_Text section_:
----------

But not all such examples are obvious. In my work at Animal Charity Evaluators, I often had to contend with critics that thought that their methods of helping animals was fundamentally different from the methods that ACE recommended. They would claim that ACE is utilitarian, that you can't help a class of persons by promoting harm to them. Rape is wrong, they would say. Passing a law that forces rapists to bring a pillow with them to comfort their victims is an immoral strategy because the thing that is wrong is the rape itself; lessening the impact of the rape is inappropriate. Similarly, causing chickens to be tortured and killed is wrong. Passing laws that increase the amount of space they have to live in or that limit the ability of farmers to cut their beaks off is an immoral strategy, because you're then focusing on the wrong thing. Their argument is that there is a difference in kind, not degree, between what they are trying to do (outlaw harming of animals) and what we are trying to do (reduce the harm that animals suffer), and so it doesn't matter how effectively we achieve our goals, they're still insufficient for the goals they care about.

I think they are wrong. I think that, for all practical purposes, it is a difference of degree. I think that it matters how efficiently you go about these things. I think that you can get from where we are to a world where people are far more kind by traveling a road of reducing suffering at each step.

Think back to that example with apples in one hand and oranges in the other. Their building blocks are the same at some level. The molecules in each are different, perhaps, and maybe even the atoms, but the subatomic particles are basically identical. Rearrange them, change the quantity, and, all of a sudden, three apples become five oranges. At this level, the differences between them is of degree, not of kind.

My brother watches Naruto, an anime where all kinds of fantastical ninja have powers beyond belief. Some breathe fire; others control dirt. (I don't actually recommend it to anyone, but if you watch or read through it anyway, then you should definitely read the rational fiction fanfic The Waves Arisen, which requires knowledge of the series. If you insist on watching the anime, I recommend Naruto Kai, which removes the filler episodes.) In this world, one of the concepts used is a large golem strong enough to withstand a flurry of elements pushed against him. Imagine a tall golem of mud, with its feet planted to the ground as a torrential rain of water rushes horizontally against it, attempting to knock it down. The jounin behind this golem struggles to keep it upright. As parts of the golem's legs get pushed behind it from the water, he brings more mud to replace the front of the leg, in a never-ending cycle of renewal just to keep the golem standing.

At first, there seems to be a difference of kind between how we, as humans, stand in a light wind, and how this golem stands in his torrent of rain. But cells die; skin is renewed. When we stand in a breeze, this is what is happening in reality. Scent is the detection of molecules that drift from objects; humans have scent, too, and these are the parts of the body that drift from us, eroding naturally, but even faster from the wind that blasts our bodies. We are, in a very real sense, like that golem: renewing our body each moment as parts of us get constantly pushed away.

Consequentialism certainly seems different in kind from deontology. And it is, from a philosopher's point of view. But there are certain areas where the differences seem closer to a difference in degree, as strange as that may seem at first. I'm still thinking through how to make this argument, but the basic idea involves a non-philosopher deontologist thinking that harm is bad, and yet still preferring a choice that results in less harm than in a choice with more harm. Numbers matter, even for deontologists. Maybe to the point where moral choices converge when using real world data? More on this later.

----------

_Study questions_:
**a.** In the passage, what anime does the writer's brother watch?
**b.** Copy the part of the passage between "At first, there" and "constantly pushed away.", inclusive.

(Saved entries)
----------

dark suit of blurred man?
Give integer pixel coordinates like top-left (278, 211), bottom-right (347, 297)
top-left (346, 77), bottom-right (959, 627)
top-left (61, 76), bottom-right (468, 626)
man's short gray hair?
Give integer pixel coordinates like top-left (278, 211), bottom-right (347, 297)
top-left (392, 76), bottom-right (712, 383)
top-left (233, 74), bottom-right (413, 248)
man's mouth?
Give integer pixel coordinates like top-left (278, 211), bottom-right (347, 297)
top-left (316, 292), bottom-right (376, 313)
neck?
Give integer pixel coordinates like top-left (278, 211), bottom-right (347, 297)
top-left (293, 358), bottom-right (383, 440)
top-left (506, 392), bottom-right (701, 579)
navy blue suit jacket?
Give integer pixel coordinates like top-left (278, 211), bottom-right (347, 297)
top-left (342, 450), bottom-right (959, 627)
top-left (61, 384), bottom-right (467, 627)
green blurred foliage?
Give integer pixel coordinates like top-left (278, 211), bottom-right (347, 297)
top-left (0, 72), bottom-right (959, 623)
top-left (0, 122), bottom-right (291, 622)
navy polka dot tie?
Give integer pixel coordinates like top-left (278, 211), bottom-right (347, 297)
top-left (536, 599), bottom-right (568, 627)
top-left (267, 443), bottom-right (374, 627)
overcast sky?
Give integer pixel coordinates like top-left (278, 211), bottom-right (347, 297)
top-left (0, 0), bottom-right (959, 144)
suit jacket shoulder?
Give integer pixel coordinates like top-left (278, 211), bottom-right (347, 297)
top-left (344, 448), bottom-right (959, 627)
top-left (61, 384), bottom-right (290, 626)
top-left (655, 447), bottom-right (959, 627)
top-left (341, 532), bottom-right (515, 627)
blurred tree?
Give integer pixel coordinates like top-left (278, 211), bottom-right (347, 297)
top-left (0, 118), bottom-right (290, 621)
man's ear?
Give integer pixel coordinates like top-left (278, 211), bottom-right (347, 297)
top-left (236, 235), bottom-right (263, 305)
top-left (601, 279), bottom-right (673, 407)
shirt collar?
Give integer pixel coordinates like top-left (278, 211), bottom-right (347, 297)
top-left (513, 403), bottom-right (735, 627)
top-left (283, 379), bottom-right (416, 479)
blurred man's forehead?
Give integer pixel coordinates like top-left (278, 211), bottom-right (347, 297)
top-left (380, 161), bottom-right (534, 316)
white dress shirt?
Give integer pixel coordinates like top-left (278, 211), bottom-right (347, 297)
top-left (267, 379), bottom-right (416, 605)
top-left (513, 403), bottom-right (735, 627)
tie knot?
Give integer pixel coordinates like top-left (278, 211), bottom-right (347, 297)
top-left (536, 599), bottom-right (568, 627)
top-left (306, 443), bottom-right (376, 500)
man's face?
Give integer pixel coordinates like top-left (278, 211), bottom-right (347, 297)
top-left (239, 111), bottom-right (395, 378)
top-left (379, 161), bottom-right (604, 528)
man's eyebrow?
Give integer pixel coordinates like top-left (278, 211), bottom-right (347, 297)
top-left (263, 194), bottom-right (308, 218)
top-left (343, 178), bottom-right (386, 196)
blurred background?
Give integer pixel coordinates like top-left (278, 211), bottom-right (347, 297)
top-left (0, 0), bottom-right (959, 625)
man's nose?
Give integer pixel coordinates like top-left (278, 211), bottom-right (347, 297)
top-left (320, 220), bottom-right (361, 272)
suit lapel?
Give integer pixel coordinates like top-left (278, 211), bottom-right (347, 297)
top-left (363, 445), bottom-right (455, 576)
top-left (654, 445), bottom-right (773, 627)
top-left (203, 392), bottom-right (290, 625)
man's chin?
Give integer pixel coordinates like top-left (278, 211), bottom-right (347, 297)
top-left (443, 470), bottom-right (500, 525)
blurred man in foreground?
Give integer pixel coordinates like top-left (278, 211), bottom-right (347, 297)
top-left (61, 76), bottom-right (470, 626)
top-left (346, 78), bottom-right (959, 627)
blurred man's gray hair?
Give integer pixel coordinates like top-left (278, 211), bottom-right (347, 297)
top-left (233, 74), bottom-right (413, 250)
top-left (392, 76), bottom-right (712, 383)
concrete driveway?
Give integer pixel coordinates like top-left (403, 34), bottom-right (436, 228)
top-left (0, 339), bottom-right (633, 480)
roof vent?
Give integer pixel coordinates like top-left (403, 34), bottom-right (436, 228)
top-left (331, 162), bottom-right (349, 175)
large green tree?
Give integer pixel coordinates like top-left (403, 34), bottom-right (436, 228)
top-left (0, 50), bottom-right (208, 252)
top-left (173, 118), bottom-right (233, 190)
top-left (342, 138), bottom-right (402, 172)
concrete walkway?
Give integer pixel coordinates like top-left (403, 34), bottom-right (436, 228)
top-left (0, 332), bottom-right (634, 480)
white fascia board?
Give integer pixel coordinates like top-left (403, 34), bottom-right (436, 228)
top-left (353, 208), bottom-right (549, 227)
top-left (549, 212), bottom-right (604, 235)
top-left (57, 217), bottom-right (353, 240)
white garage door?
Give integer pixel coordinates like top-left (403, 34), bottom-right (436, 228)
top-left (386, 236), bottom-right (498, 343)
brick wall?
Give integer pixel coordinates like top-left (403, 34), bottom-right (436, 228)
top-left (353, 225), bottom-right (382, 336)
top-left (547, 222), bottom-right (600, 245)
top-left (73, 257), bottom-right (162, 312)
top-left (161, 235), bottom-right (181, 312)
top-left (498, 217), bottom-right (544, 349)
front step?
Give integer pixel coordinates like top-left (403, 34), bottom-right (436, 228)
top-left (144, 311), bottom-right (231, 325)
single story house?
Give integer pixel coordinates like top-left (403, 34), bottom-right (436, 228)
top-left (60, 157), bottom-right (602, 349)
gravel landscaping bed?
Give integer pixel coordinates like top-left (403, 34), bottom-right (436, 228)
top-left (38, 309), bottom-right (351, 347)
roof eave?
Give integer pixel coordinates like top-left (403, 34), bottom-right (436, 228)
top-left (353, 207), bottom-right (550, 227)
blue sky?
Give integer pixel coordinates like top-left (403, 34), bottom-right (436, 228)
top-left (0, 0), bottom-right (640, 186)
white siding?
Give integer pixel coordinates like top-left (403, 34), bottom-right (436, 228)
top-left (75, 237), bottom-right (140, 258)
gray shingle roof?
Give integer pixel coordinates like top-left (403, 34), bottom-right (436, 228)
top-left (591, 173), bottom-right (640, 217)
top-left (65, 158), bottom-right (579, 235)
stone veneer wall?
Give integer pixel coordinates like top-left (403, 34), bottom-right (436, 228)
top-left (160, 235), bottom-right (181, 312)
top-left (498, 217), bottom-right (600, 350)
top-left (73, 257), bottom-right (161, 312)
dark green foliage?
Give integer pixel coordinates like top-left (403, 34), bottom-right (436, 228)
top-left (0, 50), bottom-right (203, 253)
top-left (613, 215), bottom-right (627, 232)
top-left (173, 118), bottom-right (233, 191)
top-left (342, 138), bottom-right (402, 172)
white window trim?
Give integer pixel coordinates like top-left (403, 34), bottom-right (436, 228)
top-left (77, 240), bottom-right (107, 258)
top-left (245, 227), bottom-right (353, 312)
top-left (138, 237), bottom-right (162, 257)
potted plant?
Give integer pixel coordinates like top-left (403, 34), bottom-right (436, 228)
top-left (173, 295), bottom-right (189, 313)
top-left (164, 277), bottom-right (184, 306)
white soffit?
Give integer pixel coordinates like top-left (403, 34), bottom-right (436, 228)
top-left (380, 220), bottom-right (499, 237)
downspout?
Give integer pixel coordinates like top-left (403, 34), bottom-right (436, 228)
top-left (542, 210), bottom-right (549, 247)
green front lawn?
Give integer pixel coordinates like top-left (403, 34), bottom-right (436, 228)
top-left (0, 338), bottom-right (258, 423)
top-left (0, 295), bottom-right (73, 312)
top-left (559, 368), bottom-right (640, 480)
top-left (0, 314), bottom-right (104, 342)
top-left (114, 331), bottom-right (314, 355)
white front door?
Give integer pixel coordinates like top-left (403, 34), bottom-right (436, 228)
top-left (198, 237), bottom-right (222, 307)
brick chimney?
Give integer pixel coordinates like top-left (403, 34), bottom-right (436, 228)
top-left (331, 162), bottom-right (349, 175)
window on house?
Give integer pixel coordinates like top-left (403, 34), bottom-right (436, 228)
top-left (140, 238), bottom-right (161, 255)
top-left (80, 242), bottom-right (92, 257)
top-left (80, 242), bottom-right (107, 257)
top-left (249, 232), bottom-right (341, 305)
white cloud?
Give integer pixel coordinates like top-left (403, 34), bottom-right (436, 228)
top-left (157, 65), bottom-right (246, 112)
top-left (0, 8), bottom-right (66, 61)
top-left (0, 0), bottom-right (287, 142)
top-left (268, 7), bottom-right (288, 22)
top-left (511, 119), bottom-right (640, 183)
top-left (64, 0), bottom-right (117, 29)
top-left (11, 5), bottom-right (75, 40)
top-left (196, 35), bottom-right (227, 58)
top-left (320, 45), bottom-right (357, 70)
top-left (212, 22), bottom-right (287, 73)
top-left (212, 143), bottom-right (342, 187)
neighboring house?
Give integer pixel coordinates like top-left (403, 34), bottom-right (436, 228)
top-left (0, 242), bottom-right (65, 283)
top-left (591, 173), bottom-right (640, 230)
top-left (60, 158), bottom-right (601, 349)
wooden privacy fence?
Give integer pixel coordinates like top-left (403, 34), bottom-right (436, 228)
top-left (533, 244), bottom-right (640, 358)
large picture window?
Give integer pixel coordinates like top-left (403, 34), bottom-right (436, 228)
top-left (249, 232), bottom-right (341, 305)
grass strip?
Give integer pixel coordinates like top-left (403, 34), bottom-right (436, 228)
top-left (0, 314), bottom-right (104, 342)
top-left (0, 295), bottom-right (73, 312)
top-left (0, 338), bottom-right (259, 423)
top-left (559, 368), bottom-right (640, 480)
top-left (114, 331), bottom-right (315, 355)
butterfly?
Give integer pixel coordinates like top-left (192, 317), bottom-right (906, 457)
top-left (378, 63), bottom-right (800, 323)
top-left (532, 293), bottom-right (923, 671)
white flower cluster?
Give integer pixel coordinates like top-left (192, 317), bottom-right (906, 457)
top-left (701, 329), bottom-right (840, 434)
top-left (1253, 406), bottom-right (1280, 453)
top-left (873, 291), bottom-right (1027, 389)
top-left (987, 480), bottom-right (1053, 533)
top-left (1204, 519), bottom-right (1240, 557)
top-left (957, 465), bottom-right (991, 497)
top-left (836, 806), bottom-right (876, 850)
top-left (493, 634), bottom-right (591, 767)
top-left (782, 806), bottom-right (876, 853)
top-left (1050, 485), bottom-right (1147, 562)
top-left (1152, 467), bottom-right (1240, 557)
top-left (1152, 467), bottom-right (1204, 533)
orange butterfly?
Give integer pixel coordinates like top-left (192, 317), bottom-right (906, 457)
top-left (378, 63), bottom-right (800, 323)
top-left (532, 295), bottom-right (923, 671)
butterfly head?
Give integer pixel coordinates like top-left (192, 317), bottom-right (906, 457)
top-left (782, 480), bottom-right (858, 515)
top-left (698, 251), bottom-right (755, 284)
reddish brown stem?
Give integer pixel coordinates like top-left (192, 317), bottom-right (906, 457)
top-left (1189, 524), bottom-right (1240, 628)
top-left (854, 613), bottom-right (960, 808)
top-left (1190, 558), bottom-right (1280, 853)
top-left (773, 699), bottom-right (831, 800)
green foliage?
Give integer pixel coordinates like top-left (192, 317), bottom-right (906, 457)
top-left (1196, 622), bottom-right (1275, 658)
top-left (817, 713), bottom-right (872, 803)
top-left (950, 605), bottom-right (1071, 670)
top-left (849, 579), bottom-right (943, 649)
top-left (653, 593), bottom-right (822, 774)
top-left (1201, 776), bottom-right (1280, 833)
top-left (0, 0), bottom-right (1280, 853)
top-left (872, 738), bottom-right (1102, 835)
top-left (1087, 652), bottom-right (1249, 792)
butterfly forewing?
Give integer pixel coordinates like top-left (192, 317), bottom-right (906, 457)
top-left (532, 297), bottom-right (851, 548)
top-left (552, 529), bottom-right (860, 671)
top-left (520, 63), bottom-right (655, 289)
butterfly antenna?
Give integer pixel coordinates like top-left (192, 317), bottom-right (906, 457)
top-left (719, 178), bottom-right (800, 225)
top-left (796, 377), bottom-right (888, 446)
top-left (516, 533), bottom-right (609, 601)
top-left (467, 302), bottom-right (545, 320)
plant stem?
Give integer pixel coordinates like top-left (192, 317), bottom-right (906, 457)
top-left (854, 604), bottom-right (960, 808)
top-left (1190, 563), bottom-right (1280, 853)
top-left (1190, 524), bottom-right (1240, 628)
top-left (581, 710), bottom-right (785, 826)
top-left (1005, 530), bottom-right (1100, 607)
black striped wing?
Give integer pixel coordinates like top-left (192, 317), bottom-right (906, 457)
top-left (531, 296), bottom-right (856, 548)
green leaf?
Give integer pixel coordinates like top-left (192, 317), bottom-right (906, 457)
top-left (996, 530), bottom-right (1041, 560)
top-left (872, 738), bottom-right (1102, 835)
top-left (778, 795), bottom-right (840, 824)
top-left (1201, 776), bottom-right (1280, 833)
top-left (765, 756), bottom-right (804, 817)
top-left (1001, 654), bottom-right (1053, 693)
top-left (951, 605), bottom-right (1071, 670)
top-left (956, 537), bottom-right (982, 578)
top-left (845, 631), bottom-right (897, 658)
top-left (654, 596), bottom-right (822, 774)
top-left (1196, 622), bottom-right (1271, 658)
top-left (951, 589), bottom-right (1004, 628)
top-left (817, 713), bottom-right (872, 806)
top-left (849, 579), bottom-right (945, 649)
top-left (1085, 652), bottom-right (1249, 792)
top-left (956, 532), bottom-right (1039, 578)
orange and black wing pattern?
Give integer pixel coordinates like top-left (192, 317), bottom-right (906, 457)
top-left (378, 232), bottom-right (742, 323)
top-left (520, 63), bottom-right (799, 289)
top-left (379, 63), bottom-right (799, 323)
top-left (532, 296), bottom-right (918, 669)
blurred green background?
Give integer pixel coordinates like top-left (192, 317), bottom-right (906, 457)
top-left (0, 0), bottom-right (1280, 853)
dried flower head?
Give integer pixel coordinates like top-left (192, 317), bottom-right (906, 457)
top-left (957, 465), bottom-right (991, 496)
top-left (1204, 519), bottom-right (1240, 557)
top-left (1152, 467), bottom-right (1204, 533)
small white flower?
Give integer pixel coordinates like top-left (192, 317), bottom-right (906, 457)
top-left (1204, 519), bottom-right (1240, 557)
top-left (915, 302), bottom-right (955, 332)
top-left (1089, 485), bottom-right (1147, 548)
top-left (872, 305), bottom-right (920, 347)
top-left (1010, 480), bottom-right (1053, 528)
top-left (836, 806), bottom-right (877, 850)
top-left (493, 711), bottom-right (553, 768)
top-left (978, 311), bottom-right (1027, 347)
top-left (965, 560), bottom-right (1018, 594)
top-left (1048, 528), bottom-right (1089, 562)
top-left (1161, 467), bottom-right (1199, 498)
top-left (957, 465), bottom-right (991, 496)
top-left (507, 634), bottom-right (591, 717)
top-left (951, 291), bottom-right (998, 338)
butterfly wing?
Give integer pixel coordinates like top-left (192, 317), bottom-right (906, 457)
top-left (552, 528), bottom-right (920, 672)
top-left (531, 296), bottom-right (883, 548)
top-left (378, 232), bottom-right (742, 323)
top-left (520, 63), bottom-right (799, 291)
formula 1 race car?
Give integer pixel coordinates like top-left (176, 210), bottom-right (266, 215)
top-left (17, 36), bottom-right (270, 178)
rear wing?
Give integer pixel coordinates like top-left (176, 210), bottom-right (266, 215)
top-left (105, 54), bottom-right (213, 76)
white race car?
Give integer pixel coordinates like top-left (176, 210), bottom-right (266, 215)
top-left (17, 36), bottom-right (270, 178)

----------

_Outputs by task_:
**a.** Naruto.

**b.**
At first, there seems to be a difference of kind between how we, as humans, stand in a light wind, and how this golem stands in his torrent of rain. But cells die; skin is renewed. When we stand in a breeze, this is what is happening in reality. Scent is the detection of molecules that drift from objects; humans have scent, too, and these are the parts of the body that drift from us, eroding naturally, but even faster from the wind that blasts our bodies. We are, in a very real sense, like that golem: renewing our body each moment as parts of us get constantly pushed away.